[Saved entries]
● ● ●
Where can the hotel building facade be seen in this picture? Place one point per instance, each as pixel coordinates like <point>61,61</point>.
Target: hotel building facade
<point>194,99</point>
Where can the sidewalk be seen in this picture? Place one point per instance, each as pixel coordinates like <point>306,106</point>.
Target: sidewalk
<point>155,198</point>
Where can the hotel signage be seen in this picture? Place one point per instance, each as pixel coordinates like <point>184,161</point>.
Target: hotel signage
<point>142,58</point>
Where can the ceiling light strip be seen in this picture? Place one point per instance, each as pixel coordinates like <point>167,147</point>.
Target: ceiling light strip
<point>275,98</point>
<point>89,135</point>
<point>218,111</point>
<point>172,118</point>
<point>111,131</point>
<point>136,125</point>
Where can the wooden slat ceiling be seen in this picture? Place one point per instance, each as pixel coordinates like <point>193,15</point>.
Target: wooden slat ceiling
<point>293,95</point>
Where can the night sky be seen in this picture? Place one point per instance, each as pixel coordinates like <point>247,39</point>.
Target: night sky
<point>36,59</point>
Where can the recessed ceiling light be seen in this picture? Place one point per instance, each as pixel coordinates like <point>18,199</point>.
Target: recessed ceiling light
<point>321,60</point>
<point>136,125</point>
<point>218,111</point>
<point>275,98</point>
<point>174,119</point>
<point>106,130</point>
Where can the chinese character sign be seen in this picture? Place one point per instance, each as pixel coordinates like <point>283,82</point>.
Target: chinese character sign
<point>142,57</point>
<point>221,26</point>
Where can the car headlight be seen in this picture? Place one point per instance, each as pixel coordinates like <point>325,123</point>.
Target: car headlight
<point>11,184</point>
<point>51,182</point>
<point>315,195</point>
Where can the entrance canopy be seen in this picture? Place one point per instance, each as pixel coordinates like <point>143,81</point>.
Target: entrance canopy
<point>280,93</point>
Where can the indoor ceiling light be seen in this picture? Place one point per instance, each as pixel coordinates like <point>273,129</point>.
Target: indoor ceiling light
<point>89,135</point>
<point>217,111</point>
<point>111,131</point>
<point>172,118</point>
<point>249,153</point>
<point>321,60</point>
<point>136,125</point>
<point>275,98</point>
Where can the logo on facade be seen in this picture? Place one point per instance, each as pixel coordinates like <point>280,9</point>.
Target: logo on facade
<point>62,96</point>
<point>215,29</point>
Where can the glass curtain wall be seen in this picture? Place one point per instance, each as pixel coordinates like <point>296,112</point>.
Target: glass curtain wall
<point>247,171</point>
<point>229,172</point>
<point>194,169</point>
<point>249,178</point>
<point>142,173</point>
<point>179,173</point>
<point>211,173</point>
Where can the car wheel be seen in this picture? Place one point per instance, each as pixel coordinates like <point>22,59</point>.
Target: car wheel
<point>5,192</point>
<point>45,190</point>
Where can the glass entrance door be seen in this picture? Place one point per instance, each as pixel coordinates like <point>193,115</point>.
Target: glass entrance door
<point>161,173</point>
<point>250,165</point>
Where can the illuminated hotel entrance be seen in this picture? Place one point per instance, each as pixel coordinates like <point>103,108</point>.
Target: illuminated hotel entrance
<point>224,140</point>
● ● ●
• Aim
Print the entire listing above verbatim, with every line unchanged.

• Exercise solution
Where can the hotel building facade be seen in this picture? Place one point per instance, each as pixel coordinates like <point>61,61</point>.
Target: hotel building facade
<point>194,99</point>
Where can the sidewalk be seen in this picture? Place one point per instance, each as pixel coordinates like <point>306,106</point>.
Target: sidewalk
<point>155,198</point>
Where can the hotel signage be seen in this picture? Place one point per instance, each as pixel coordinates like <point>184,161</point>.
Target: hotel signage
<point>142,58</point>
Where can the ceiling light strip be seen in this picture? Place one point per instance, each as pixel coordinates like <point>167,147</point>.
Target: ceiling light strip
<point>275,98</point>
<point>89,135</point>
<point>218,111</point>
<point>172,118</point>
<point>111,131</point>
<point>136,125</point>
Where can the wooden slat ceiling be seen in this picture? Place one point per instance, each as pixel coordinates like <point>193,15</point>.
Target: wooden slat ceiling
<point>293,95</point>
Where can the night sky be seen in this picture? Place one point per instance, each as pixel coordinates like <point>247,39</point>.
Target: night sky
<point>36,59</point>
Where can the recessed ceiling light be seen in this picture? Place one point per instance, each as pixel coordinates like <point>18,199</point>.
Target: recessed ceiling light
<point>321,60</point>
<point>136,125</point>
<point>218,111</point>
<point>275,98</point>
<point>174,119</point>
<point>106,130</point>
Where can the chinese character sign be seen in this picture? Place one point per instance, each as pixel coordinates like <point>283,82</point>.
Target: chinese character sign
<point>142,57</point>
<point>221,26</point>
Where can the car headlight be seen in this picture? Place one point per instance, each as pixel coordinates like <point>325,123</point>.
Target: car headlight
<point>11,184</point>
<point>51,182</point>
<point>315,195</point>
Where can the entrance canopy be seen in this picture? Place one point per instance, each as pixel coordinates like <point>143,81</point>.
Target: entrance canopy
<point>280,93</point>
Where can the indoor ceiling light be seen in this picture? Place one point per instance, each as pixel coordinates like <point>273,129</point>.
Target: indoor ceiling light
<point>89,135</point>
<point>217,111</point>
<point>111,131</point>
<point>172,118</point>
<point>249,153</point>
<point>321,60</point>
<point>136,125</point>
<point>275,98</point>
Where can the logo on facade be seen in this picture? Place one point per instance, each as pixel coordinates like <point>280,9</point>.
Target: logo on facade
<point>62,96</point>
<point>215,29</point>
Where can the glass curtain wall be seen in this picture? Place one point per instance, each as pixel coordinates like <point>296,112</point>.
Target: glass curtain wall
<point>247,171</point>
<point>229,172</point>
<point>194,169</point>
<point>249,178</point>
<point>142,173</point>
<point>179,173</point>
<point>211,173</point>
Where can the car wheel be seen in this picture? Place one point per instance, each as pixel coordinates like <point>22,59</point>.
Target: car wheel
<point>5,192</point>
<point>45,190</point>
Where can the glass entrance door be seen in this picture? Place one point per instance, each as pixel coordinates like <point>193,115</point>.
Target: glass entrance door
<point>161,173</point>
<point>250,165</point>
Where can the illuminated hotel entrance be seen in this picture? Place one point per instance, each as pixel coordinates like <point>103,108</point>.
Target: illuminated hotel entrance
<point>224,140</point>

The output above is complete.